(DESCRIPTION OF THE TASK): For the word "price", state how many lines of the data include it. Respond with the number only.

═══ EXERCISE INPUTS

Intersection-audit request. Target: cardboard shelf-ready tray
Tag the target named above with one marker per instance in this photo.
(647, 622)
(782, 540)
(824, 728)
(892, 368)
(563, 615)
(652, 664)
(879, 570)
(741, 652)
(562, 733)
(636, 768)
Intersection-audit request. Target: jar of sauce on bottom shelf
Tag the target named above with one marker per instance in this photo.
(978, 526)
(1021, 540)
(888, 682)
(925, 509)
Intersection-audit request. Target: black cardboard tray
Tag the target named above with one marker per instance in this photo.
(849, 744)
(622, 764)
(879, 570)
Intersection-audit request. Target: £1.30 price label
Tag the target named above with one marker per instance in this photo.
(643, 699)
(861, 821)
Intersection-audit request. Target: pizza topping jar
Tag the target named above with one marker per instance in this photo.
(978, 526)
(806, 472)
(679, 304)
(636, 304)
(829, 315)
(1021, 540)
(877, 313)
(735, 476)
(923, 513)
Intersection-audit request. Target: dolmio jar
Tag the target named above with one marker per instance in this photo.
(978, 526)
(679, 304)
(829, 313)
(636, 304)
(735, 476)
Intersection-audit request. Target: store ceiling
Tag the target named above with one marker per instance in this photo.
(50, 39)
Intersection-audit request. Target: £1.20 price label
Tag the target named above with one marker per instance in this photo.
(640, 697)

══════

(WRITTEN ANSWER): 2